Data for analysis:
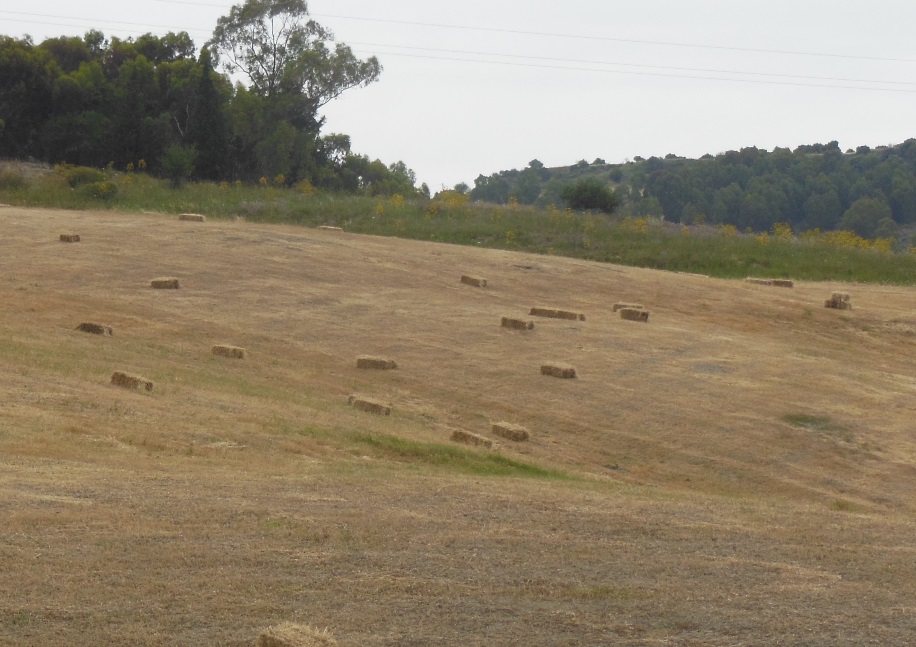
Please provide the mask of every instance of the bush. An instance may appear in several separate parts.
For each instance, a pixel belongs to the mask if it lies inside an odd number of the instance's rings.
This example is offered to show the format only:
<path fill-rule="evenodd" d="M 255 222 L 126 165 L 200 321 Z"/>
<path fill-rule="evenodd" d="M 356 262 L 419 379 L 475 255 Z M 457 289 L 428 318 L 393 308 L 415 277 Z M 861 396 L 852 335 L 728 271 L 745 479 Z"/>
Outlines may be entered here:
<path fill-rule="evenodd" d="M 614 191 L 598 180 L 589 179 L 566 185 L 560 197 L 572 209 L 595 209 L 604 213 L 614 213 L 619 203 Z"/>
<path fill-rule="evenodd" d="M 118 185 L 107 180 L 93 182 L 83 186 L 81 191 L 84 195 L 95 200 L 111 200 L 118 195 Z"/>
<path fill-rule="evenodd" d="M 55 167 L 55 170 L 60 173 L 67 181 L 67 184 L 73 188 L 82 186 L 84 184 L 92 184 L 105 180 L 105 174 L 102 173 L 102 171 L 94 168 L 89 168 L 88 166 L 70 166 L 69 164 L 61 164 Z"/>
<path fill-rule="evenodd" d="M 3 171 L 0 173 L 0 189 L 24 189 L 29 185 L 18 173 Z"/>

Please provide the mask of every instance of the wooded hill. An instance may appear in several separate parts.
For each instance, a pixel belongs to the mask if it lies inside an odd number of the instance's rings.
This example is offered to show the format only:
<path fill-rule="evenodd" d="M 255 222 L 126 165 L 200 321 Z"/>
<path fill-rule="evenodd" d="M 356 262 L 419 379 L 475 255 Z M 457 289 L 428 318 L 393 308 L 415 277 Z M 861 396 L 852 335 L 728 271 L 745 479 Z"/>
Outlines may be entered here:
<path fill-rule="evenodd" d="M 916 139 L 896 146 L 840 150 L 837 142 L 794 151 L 756 147 L 686 159 L 636 157 L 625 164 L 585 160 L 546 168 L 538 160 L 519 171 L 480 175 L 472 199 L 561 205 L 564 186 L 584 179 L 612 187 L 626 215 L 657 215 L 686 224 L 731 224 L 766 231 L 848 229 L 894 237 L 916 223 Z"/>

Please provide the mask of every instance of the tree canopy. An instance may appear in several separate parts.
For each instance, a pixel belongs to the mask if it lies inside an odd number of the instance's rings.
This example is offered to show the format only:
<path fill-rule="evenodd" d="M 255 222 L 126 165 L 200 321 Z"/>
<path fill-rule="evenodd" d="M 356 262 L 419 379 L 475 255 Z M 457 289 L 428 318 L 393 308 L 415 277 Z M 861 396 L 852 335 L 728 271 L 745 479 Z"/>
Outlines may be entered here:
<path fill-rule="evenodd" d="M 346 135 L 321 132 L 320 108 L 380 72 L 374 57 L 334 43 L 303 0 L 232 7 L 199 54 L 185 32 L 109 40 L 91 30 L 38 45 L 0 36 L 0 156 L 409 194 L 403 162 L 371 161 Z"/>

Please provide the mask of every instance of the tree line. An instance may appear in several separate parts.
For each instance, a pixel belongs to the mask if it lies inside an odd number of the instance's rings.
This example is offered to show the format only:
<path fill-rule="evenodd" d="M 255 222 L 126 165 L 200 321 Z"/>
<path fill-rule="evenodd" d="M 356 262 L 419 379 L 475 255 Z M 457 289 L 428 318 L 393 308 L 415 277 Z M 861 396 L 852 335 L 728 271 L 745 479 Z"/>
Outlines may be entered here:
<path fill-rule="evenodd" d="M 0 156 L 411 195 L 403 162 L 370 160 L 349 136 L 321 132 L 320 109 L 381 69 L 335 43 L 304 0 L 236 5 L 199 52 L 186 32 L 0 36 Z"/>
<path fill-rule="evenodd" d="M 480 175 L 473 188 L 456 188 L 475 200 L 560 205 L 565 186 L 586 180 L 613 189 L 619 213 L 685 224 L 767 231 L 786 223 L 795 231 L 846 229 L 866 238 L 893 237 L 916 224 L 916 139 L 845 152 L 832 141 L 700 159 L 581 160 L 560 168 L 532 160 L 525 169 Z"/>

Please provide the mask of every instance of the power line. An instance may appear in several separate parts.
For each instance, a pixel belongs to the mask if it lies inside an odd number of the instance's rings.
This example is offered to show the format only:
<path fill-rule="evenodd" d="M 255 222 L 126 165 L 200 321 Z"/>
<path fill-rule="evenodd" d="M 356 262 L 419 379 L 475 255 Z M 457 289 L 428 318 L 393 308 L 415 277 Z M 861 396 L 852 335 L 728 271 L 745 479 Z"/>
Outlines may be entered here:
<path fill-rule="evenodd" d="M 152 27 L 154 29 L 168 29 L 168 30 L 177 30 L 177 31 L 196 31 L 196 32 L 206 31 L 207 33 L 210 33 L 210 30 L 204 30 L 204 29 L 193 29 L 193 28 L 192 29 L 179 29 L 177 27 L 173 27 L 170 25 L 148 25 L 146 23 L 123 22 L 120 20 L 108 20 L 108 19 L 100 21 L 100 20 L 95 20 L 93 18 L 82 18 L 80 16 L 57 16 L 53 14 L 26 13 L 24 11 L 5 11 L 5 10 L 0 10 L 0 14 L 8 14 L 12 16 L 29 16 L 32 18 L 54 18 L 57 20 L 79 20 L 81 22 L 89 22 L 89 23 L 103 22 L 109 25 L 129 25 L 131 27 L 144 27 L 144 28 Z M 51 25 L 54 27 L 81 27 L 81 25 L 72 25 L 72 24 L 62 25 L 58 23 L 48 23 L 48 22 L 43 22 L 43 21 L 38 21 L 38 20 L 17 20 L 15 18 L 6 18 L 6 20 L 8 20 L 9 22 L 24 22 L 24 23 L 33 23 L 36 25 Z"/>
<path fill-rule="evenodd" d="M 225 8 L 225 5 L 204 3 L 204 2 L 188 2 L 187 0 L 156 0 L 156 2 L 166 3 L 166 4 L 180 4 L 180 5 L 193 5 L 199 7 L 214 7 L 214 8 Z M 642 40 L 636 38 L 614 38 L 612 36 L 588 36 L 585 34 L 562 34 L 557 32 L 542 32 L 542 31 L 525 31 L 521 29 L 505 29 L 499 27 L 474 27 L 471 25 L 455 25 L 455 24 L 445 24 L 445 23 L 431 23 L 431 22 L 419 22 L 411 20 L 392 20 L 390 18 L 366 18 L 363 16 L 343 16 L 339 14 L 311 14 L 316 18 L 335 18 L 338 20 L 356 20 L 363 22 L 378 22 L 378 23 L 387 23 L 391 25 L 408 25 L 412 27 L 435 27 L 438 29 L 461 29 L 466 31 L 482 31 L 482 32 L 493 32 L 500 34 L 516 34 L 521 36 L 539 36 L 539 37 L 550 37 L 550 38 L 568 38 L 575 40 L 593 40 L 593 41 L 605 41 L 605 42 L 615 42 L 615 43 L 631 43 L 638 45 L 656 45 L 656 46 L 666 46 L 666 47 L 690 47 L 695 49 L 713 49 L 713 50 L 725 50 L 732 52 L 750 52 L 756 54 L 780 54 L 785 56 L 815 56 L 823 58 L 842 58 L 849 60 L 860 60 L 860 61 L 884 61 L 884 62 L 893 62 L 893 63 L 916 63 L 916 59 L 913 58 L 894 58 L 894 57 L 885 57 L 885 56 L 862 56 L 854 54 L 836 54 L 832 52 L 807 52 L 802 50 L 784 50 L 784 49 L 766 49 L 766 48 L 756 48 L 756 47 L 734 47 L 728 45 L 704 45 L 698 43 L 681 43 L 677 41 L 660 41 L 660 40 Z"/>
<path fill-rule="evenodd" d="M 528 67 L 528 68 L 538 68 L 538 69 L 548 69 L 548 70 L 567 70 L 574 72 L 599 72 L 604 74 L 624 74 L 630 76 L 652 76 L 652 77 L 664 77 L 671 79 L 690 79 L 690 80 L 702 80 L 702 81 L 730 81 L 733 83 L 757 83 L 762 85 L 784 85 L 784 86 L 794 86 L 794 87 L 804 87 L 804 88 L 828 88 L 828 89 L 839 89 L 839 90 L 862 90 L 862 91 L 871 91 L 871 92 L 897 92 L 904 94 L 916 94 L 916 90 L 904 90 L 898 88 L 868 88 L 868 87 L 857 87 L 851 85 L 834 85 L 834 84 L 823 84 L 823 83 L 799 83 L 793 81 L 766 81 L 762 79 L 735 79 L 735 78 L 723 78 L 723 77 L 714 77 L 714 76 L 695 76 L 690 74 L 665 74 L 662 72 L 629 72 L 626 70 L 602 70 L 595 68 L 586 68 L 586 67 L 569 67 L 561 65 L 541 65 L 536 63 L 513 63 L 510 61 L 483 61 L 483 60 L 474 60 L 466 58 L 451 58 L 446 56 L 423 56 L 420 54 L 401 54 L 397 52 L 386 52 L 386 56 L 401 56 L 405 58 L 420 58 L 434 61 L 456 61 L 461 63 L 480 63 L 486 65 L 507 65 L 512 67 Z"/>
<path fill-rule="evenodd" d="M 158 2 L 168 2 L 172 4 L 201 4 L 193 2 L 179 2 L 178 0 L 157 0 Z M 222 5 L 205 5 L 213 7 L 221 7 Z M 90 18 L 81 18 L 77 16 L 59 16 L 53 14 L 34 14 L 18 11 L 6 11 L 0 10 L 0 14 L 9 14 L 9 15 L 18 15 L 18 16 L 31 16 L 39 18 L 56 18 L 61 20 L 79 20 L 84 22 L 94 22 Z M 355 19 L 355 18 L 354 18 Z M 73 25 L 73 24 L 61 24 L 61 23 L 51 23 L 44 21 L 33 21 L 33 20 L 19 20 L 19 19 L 7 19 L 10 22 L 24 22 L 40 25 L 50 25 L 57 27 L 79 27 L 84 28 L 83 25 Z M 358 20 L 376 20 L 376 19 L 358 19 Z M 136 22 L 124 22 L 124 21 L 105 21 L 110 24 L 116 25 L 128 25 L 131 27 L 147 27 L 147 28 L 160 28 L 160 29 L 176 29 L 168 25 L 149 25 L 145 23 L 136 23 Z M 385 21 L 379 20 L 379 22 L 401 22 L 401 21 Z M 417 25 L 427 25 L 427 23 L 409 23 Z M 438 26 L 438 25 L 430 25 Z M 471 27 L 456 27 L 461 29 L 478 29 Z M 479 28 L 485 31 L 492 31 L 488 28 Z M 122 30 L 128 31 L 128 30 Z M 209 34 L 208 30 L 203 29 L 191 29 L 184 31 L 194 31 L 197 33 L 206 33 Z M 497 30 L 499 31 L 499 30 Z M 142 33 L 142 32 L 134 32 Z M 462 54 L 470 56 L 491 56 L 491 57 L 501 57 L 501 58 L 513 58 L 513 59 L 522 59 L 522 60 L 533 60 L 533 61 L 552 61 L 558 63 L 574 63 L 574 64 L 587 64 L 587 65 L 612 65 L 617 67 L 630 67 L 630 68 L 639 68 L 643 70 L 655 69 L 655 70 L 671 70 L 674 72 L 699 72 L 699 73 L 709 73 L 709 74 L 730 74 L 730 75 L 744 75 L 744 76 L 756 76 L 756 77 L 778 77 L 783 79 L 798 79 L 809 80 L 809 81 L 837 81 L 842 83 L 871 83 L 871 84 L 884 84 L 884 85 L 900 85 L 900 86 L 913 86 L 916 83 L 906 82 L 906 81 L 874 81 L 870 79 L 851 79 L 843 77 L 818 77 L 818 76 L 803 76 L 803 75 L 793 75 L 793 74 L 779 74 L 779 73 L 767 73 L 767 72 L 743 72 L 739 70 L 722 70 L 722 69 L 708 69 L 708 68 L 691 68 L 691 67 L 676 67 L 676 66 L 664 66 L 664 65 L 647 65 L 639 63 L 619 63 L 611 61 L 594 61 L 594 60 L 581 60 L 581 59 L 568 59 L 568 58 L 555 58 L 555 57 L 546 57 L 546 56 L 531 56 L 531 55 L 520 55 L 520 54 L 501 54 L 496 52 L 479 52 L 479 51 L 468 51 L 468 50 L 451 50 L 451 49 L 439 49 L 439 48 L 427 48 L 427 47 L 411 47 L 404 45 L 387 45 L 383 43 L 353 43 L 355 45 L 362 45 L 364 47 L 384 47 L 384 48 L 395 48 L 395 49 L 409 49 L 409 50 L 419 50 L 427 52 L 442 52 L 447 54 Z M 789 85 L 796 87 L 814 87 L 814 88 L 834 88 L 834 89 L 847 89 L 847 90 L 872 90 L 879 92 L 903 92 L 911 93 L 916 92 L 914 90 L 907 89 L 896 89 L 896 88 L 880 88 L 880 87 L 857 87 L 850 85 L 834 85 L 834 84 L 823 84 L 823 83 L 801 83 L 793 81 L 778 81 L 778 80 L 765 80 L 765 79 L 741 79 L 741 78 L 723 78 L 723 77 L 713 77 L 713 76 L 695 76 L 692 74 L 670 74 L 662 72 L 634 72 L 626 70 L 607 70 L 607 69 L 595 69 L 595 68 L 583 68 L 583 67 L 571 67 L 568 65 L 544 65 L 544 64 L 534 64 L 534 63 L 514 63 L 510 61 L 492 61 L 492 60 L 479 60 L 479 59 L 467 59 L 467 58 L 454 58 L 448 56 L 429 56 L 429 55 L 417 55 L 417 54 L 405 54 L 398 52 L 384 52 L 386 56 L 400 56 L 405 58 L 419 58 L 427 60 L 442 60 L 442 61 L 455 61 L 463 63 L 477 63 L 477 64 L 491 64 L 491 65 L 510 65 L 517 67 L 531 67 L 531 68 L 541 68 L 541 69 L 554 69 L 554 70 L 568 70 L 568 71 L 580 71 L 580 72 L 603 72 L 610 74 L 626 74 L 633 76 L 655 76 L 655 77 L 665 77 L 665 78 L 680 78 L 680 79 L 694 79 L 694 80 L 711 80 L 711 81 L 733 81 L 739 83 L 760 83 L 768 85 Z M 877 60 L 890 60 L 890 59 L 877 59 Z"/>
<path fill-rule="evenodd" d="M 470 56 L 498 56 L 503 58 L 517 58 L 517 59 L 526 59 L 526 60 L 538 60 L 538 61 L 554 61 L 558 63 L 584 63 L 589 65 L 616 65 L 619 67 L 635 67 L 643 69 L 656 69 L 656 70 L 676 70 L 682 72 L 708 72 L 710 74 L 743 74 L 745 76 L 768 76 L 768 77 L 782 77 L 789 79 L 807 79 L 812 81 L 842 81 L 844 83 L 883 83 L 885 85 L 916 85 L 916 82 L 910 81 L 875 81 L 872 79 L 850 79 L 844 77 L 832 77 L 832 76 L 804 76 L 799 74 L 777 74 L 772 72 L 743 72 L 741 70 L 720 70 L 720 69 L 710 69 L 710 68 L 698 68 L 698 67 L 676 67 L 669 65 L 647 65 L 641 63 L 618 63 L 615 61 L 595 61 L 595 60 L 583 60 L 583 59 L 574 59 L 574 58 L 554 58 L 549 56 L 531 56 L 531 55 L 521 55 L 521 54 L 500 54 L 498 52 L 476 52 L 468 51 L 461 49 L 440 49 L 435 47 L 411 47 L 408 45 L 387 45 L 385 43 L 361 43 L 350 41 L 351 45 L 362 45 L 363 47 L 388 47 L 395 49 L 409 49 L 409 50 L 420 50 L 426 52 L 443 52 L 447 54 L 467 54 Z M 387 52 L 393 54 L 394 52 Z M 451 59 L 450 59 L 451 60 Z M 455 59 L 461 60 L 461 59 Z M 498 61 L 494 61 L 498 62 Z"/>

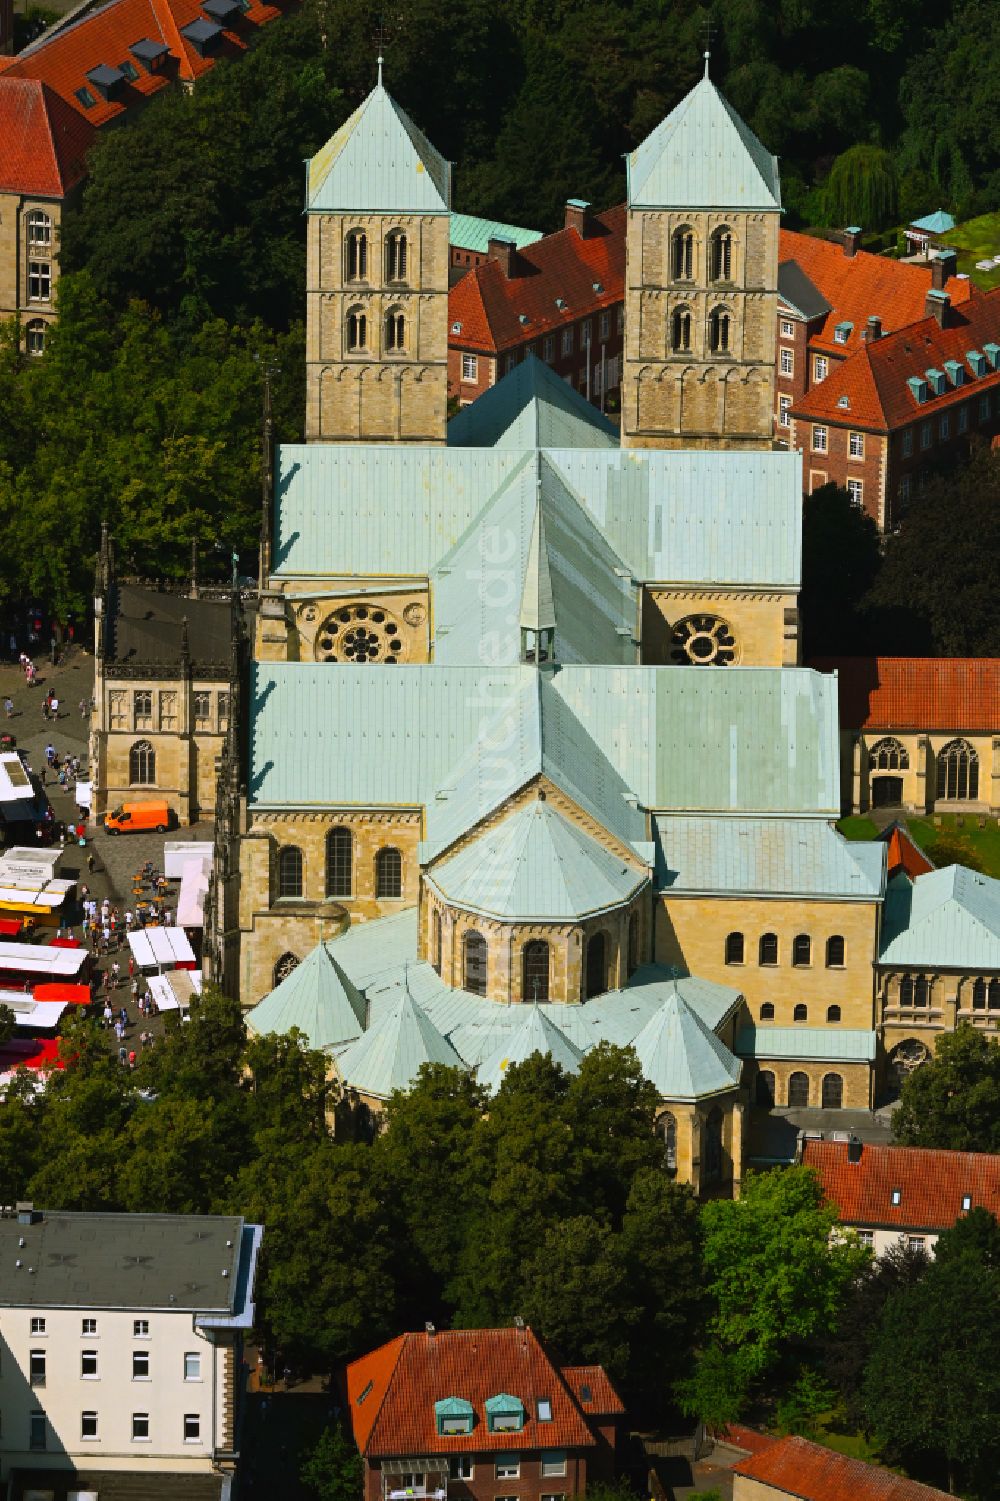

Exercise: Copy whichever lines of the records above contain the word "appear".

Result of the task:
Please provide the mask of every instance of the bush. An instance may appear in several separate parts.
Please provide the mask of every instance of the wooded hill. An instance may appear in several separate parts.
Please provide the mask of every instance of the tree canopy. An instance may appear in several separate parts.
Please provide the mask of every instance of the tree line. An instance may appear in several separate parts.
Please provide the mask of every instance of the power line. An instance may appear in several separate parts.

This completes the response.